Source text
__________

It kind of creeps me out that that’s more or less what I concluded in my analysis of this particular study. She also discussed the infamous “placebos without deception” study by Kaptchuk that was sold as evidence that you don’t have to lie to patients in order to invoke placebo effects but, when examined more closely, shoed nothing of the sort. For a moment, I was wondering if I was losing my sanity. What kept me from getting too worried was the tone of the article, very confrontational to science-based medicine and skeptics. Also, the sarcasm. Given how good I’ve become at not-so-Respectful Insolence, I’m very much in tune with other people’s sarcasm, and Stevenson was being quite sarcastic. I knew there had to be a reason and that there would be a payoff, and I wasn’t wrong:
The claims by skeptics that the placebo effect can explain away any and all results of alternative medicine are pure bunk. They’re based on a false belief, the idea that the placebo effect is so powerful that it can cure. That is nothing but a myth. They can palliate—make people feel better—but never cure.
The placebo effect can be powerful in terms of people’s sense of health and welfare. However, no one is ever healed by a placebo. Therefore, when someone is actually cured by an alternative treatment, the false bravado of the skeptics, who invariably come streaming along shouting about the placebo effect, usually full of condescension and insults, is nothing more than that—hot air based on a belief that is founded only in myth.

__________

Referring expression data
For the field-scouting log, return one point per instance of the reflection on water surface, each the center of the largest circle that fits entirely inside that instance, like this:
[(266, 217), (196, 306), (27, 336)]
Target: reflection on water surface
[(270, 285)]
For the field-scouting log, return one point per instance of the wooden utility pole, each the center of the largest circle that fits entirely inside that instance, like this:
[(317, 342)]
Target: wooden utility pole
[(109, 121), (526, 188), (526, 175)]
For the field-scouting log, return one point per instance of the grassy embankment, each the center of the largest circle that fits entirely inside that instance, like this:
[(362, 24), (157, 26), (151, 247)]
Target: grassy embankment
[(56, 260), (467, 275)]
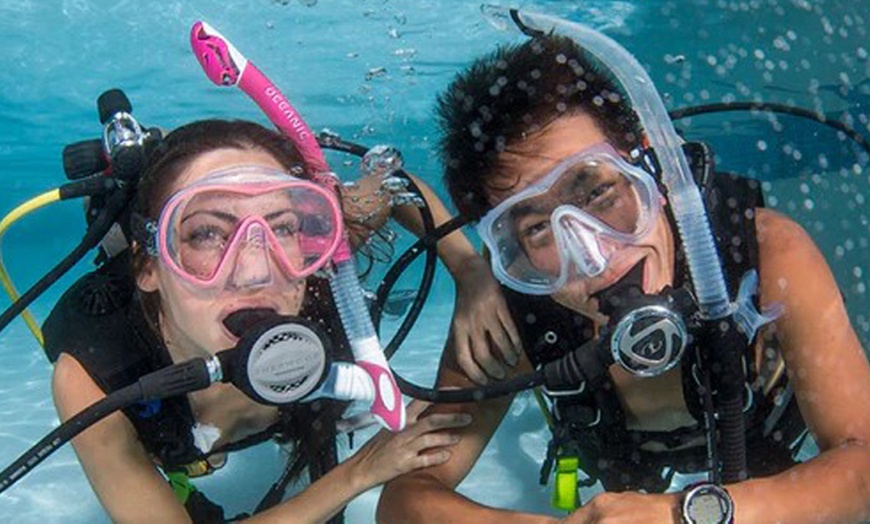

__________

Problems to work on
1. Decide whether each statement agrees with the placebo excerpt, and answer yes or no, quoting the words of the excerpt that settle it.
(a) The writer saw Stevenson's article as confrontational toward science-based medicine.
(b) The quoted passage holds that placebos can cure.
(c) The quoted passage describes skeptics as raising the placebo effect politely.
2. Answer these questions from the placebo excerpt.
(a) Whose "placebos without deception" study did she discuss?
(b) Besides the tone of the article, what kept the writer from getting too worried?
(c) According to the quoted passage, what is the idea that the placebo effect is so powerful that it can cure?
3. Proceed with the placebo excerpt, picking up after its final sentence.

Activity answers
1.
(a) Yes: "very confrontational to science-based medicine and skeptics"
(b) No: "They can palliate—make people feel better—but never cure."
(c) No: "usually full of condescension and insults"

2.
(a) Kaptchuk's
(b) The sarcasm
(c) Nothing but a myth

3.
The simple fact is that placebos cannot cure. So those claims of successful treatment for diseases that are not subjective—such as cancer, autism, mastitis in cattle, skin conditions, or any other—cannot be denied with that off-hand line, “But, my dear, it can easily be explained by the placebo effect.” No, it cannot.
And there’s the flaming straw man.
In fact, I challenge Heidi Stevenson to produce an example of a skeptic dismissing an “alternative” therapy story in which cancer, autism, mastitis in cattle (where did that one come from?), or skin conditions were “cured” by alternative medicine as being just due to placebo effects? Cancer is a very good example. Many are the times that I’ve spoken about alternative medicine “cancer cure” testimonials, going all the way back to the very beginning of this blog and continuing forward. What you’ll find are explanations of the potential for spontaneous remission, what the difference between adjuvant therapy and curative therapy is and how alternative cancer cure testimonials confuse them, and a variety of other explanations. One thing you will not find is me trying to dismiss these cancer cure testimonials as being due to placebo effects. Indeed, if I ever saw a skeptic trying to do that, that skeptic might well himself become the target of a little bit of not-so-Respectful Insolence. And he’d deserve it, too.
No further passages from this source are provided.